EXERCISE OBJECTIVE:
Transcribe the entries below word for word, starting at the line that contains "Locate the dirt track" and ending with the last line of the entries.

RECORDS FOR THE EXERCISE:

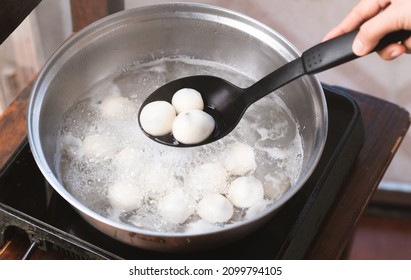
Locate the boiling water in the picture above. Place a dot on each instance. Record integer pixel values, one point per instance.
(99, 149)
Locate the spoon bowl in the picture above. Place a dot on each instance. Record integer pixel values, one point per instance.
(227, 103)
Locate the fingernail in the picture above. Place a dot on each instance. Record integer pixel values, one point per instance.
(358, 47)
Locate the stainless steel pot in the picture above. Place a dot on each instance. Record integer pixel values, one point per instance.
(169, 30)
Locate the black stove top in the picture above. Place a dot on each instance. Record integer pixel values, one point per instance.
(27, 202)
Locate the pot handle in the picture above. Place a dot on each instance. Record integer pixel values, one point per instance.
(339, 50)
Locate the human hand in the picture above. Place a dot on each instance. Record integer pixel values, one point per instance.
(376, 18)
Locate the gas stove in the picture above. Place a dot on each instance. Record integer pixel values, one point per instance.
(29, 204)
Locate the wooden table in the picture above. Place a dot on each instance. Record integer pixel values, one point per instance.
(385, 126)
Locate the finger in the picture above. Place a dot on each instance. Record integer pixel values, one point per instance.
(407, 44)
(374, 29)
(392, 51)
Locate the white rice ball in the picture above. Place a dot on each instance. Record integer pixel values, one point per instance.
(245, 191)
(116, 107)
(100, 146)
(157, 118)
(193, 126)
(124, 196)
(187, 99)
(208, 177)
(215, 208)
(239, 159)
(176, 207)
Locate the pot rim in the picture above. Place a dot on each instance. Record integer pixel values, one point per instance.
(116, 20)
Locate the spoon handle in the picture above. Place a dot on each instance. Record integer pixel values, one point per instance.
(339, 50)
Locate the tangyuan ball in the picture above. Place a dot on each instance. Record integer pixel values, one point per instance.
(193, 126)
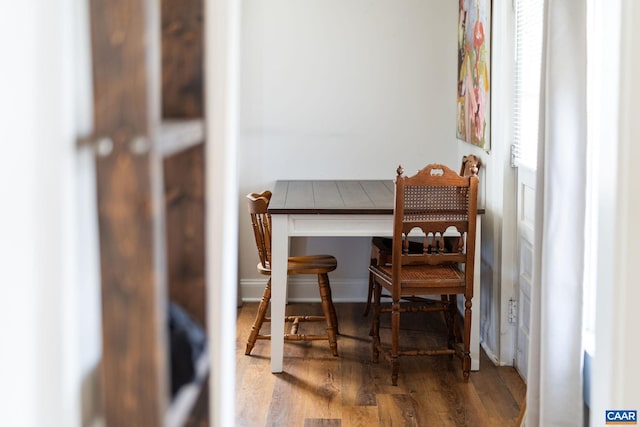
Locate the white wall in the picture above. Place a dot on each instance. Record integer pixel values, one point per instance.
(49, 309)
(342, 89)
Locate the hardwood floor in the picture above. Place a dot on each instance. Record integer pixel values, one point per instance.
(318, 389)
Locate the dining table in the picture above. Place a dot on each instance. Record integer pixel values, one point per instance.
(337, 208)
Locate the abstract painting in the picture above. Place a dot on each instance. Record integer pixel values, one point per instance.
(474, 61)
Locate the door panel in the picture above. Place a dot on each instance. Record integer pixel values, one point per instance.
(525, 247)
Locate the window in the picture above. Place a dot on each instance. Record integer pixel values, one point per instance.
(527, 86)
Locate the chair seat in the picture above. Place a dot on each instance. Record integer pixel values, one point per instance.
(429, 276)
(308, 264)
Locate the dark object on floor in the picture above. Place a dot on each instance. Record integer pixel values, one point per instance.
(187, 341)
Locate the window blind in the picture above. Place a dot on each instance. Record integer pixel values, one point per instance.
(528, 58)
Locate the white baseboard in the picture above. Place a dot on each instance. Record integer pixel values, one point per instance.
(492, 356)
(305, 289)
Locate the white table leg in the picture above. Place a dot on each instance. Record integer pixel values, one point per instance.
(279, 257)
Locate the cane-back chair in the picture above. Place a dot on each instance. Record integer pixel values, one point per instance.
(381, 246)
(433, 204)
(319, 265)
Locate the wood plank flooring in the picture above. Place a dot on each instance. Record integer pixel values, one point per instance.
(318, 389)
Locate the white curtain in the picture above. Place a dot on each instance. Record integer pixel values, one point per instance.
(554, 390)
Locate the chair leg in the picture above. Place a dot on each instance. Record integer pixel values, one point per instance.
(367, 307)
(395, 341)
(329, 311)
(334, 316)
(257, 324)
(451, 317)
(375, 324)
(466, 361)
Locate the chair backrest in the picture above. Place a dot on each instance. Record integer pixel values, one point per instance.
(434, 201)
(470, 165)
(258, 204)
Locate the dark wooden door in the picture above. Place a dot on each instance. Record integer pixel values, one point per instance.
(135, 144)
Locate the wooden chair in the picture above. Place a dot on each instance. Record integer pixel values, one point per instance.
(433, 202)
(381, 246)
(319, 265)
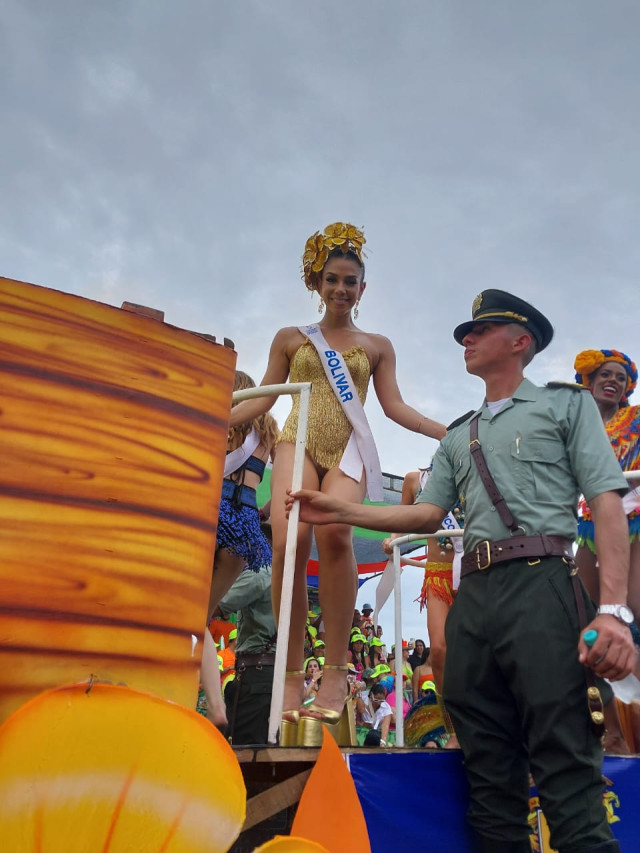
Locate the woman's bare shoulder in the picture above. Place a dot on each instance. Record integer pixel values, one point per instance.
(288, 339)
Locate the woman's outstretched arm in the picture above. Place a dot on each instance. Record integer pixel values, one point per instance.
(321, 508)
(388, 393)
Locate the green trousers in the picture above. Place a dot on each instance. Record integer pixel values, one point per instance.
(517, 697)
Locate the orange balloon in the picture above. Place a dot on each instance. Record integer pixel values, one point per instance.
(290, 844)
(330, 791)
(106, 768)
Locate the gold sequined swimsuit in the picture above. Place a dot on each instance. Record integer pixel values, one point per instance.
(329, 429)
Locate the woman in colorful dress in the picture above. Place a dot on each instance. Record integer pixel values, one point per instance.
(339, 359)
(357, 654)
(240, 542)
(612, 377)
(439, 586)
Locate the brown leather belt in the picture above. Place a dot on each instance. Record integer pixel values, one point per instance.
(262, 659)
(515, 548)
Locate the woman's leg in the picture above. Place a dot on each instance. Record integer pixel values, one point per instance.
(338, 587)
(437, 612)
(280, 482)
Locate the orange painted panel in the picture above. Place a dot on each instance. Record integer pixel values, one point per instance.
(113, 431)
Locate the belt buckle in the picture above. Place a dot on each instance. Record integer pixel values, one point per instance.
(480, 567)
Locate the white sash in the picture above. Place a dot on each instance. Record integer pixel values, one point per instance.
(361, 449)
(631, 501)
(238, 457)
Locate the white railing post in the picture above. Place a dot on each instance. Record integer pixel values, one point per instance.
(288, 576)
(284, 617)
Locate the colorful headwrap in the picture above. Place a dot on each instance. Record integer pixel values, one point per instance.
(590, 360)
(338, 235)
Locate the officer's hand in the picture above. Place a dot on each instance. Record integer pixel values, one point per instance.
(613, 654)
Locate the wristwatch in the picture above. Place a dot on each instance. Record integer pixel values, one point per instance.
(620, 611)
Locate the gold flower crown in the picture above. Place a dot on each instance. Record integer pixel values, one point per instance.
(338, 235)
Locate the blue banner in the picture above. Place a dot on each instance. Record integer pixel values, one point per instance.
(418, 801)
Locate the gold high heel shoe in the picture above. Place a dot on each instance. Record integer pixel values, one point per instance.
(340, 724)
(290, 719)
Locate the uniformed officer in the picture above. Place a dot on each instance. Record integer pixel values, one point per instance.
(516, 686)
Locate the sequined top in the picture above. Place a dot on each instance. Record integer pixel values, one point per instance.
(329, 429)
(623, 430)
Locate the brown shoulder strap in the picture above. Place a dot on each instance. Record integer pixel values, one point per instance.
(488, 482)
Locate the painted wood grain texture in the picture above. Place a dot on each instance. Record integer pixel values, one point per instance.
(113, 434)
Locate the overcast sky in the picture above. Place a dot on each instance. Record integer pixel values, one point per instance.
(179, 155)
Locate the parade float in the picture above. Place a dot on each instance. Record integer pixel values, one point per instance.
(113, 426)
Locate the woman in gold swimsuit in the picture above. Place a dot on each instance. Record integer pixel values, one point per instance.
(333, 267)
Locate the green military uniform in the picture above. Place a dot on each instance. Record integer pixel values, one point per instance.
(513, 683)
(248, 696)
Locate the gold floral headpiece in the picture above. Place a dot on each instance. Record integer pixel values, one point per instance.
(338, 235)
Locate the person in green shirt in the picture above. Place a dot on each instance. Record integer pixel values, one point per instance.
(516, 686)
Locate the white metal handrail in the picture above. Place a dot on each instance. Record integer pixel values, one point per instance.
(284, 621)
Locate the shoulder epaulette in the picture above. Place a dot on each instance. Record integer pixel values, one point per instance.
(574, 386)
(461, 419)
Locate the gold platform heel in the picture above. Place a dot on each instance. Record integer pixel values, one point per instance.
(290, 719)
(340, 724)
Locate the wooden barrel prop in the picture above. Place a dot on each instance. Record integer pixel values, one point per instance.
(113, 431)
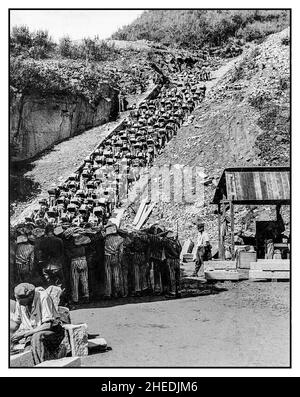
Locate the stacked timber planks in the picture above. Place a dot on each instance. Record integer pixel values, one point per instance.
(221, 270)
(270, 269)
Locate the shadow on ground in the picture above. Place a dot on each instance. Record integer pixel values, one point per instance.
(205, 289)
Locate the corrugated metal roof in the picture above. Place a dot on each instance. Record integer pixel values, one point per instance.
(265, 185)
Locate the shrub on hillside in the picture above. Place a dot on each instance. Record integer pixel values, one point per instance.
(89, 49)
(35, 45)
(57, 77)
(197, 28)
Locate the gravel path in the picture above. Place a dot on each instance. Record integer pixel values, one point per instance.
(247, 325)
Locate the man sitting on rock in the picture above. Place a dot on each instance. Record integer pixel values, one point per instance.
(36, 321)
(203, 247)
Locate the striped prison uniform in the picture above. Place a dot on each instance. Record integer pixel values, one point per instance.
(113, 251)
(24, 261)
(79, 273)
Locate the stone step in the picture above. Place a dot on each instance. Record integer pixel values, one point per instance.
(61, 363)
(22, 360)
(222, 275)
(262, 274)
(99, 343)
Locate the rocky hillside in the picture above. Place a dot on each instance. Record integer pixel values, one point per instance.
(244, 121)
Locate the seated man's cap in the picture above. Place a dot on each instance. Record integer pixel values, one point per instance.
(24, 290)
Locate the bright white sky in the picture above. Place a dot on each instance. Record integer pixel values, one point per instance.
(75, 23)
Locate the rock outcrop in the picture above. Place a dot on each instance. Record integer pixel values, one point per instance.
(38, 122)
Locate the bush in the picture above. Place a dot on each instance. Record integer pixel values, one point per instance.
(196, 28)
(89, 49)
(35, 45)
(57, 77)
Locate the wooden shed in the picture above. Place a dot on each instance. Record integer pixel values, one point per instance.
(251, 186)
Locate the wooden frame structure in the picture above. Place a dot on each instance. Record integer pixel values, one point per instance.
(250, 186)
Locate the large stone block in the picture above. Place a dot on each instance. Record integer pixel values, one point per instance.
(78, 339)
(22, 360)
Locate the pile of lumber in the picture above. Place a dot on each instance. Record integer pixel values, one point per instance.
(270, 269)
(143, 213)
(187, 252)
(221, 270)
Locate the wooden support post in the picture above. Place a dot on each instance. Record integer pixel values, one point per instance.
(232, 228)
(278, 207)
(219, 233)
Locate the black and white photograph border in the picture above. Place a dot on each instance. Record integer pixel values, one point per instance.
(189, 310)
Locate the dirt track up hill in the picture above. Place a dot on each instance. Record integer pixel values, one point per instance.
(244, 121)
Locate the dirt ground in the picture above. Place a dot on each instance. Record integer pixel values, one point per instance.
(247, 324)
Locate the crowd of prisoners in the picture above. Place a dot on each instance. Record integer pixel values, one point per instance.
(69, 240)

FINAL ANSWER:
Locate the dirt track up hill in the picture above. Place a dot on each instance. Record integer pixel values, one point per instance.
(244, 121)
Locate the dirt ground in the picture above. Place a dot on each instance. Record integer pixel values, one point per instance.
(247, 324)
Locate the crowd of prisoners in the picture above. Place a dot on each instance. Record integer pixel values, one point per instance.
(69, 240)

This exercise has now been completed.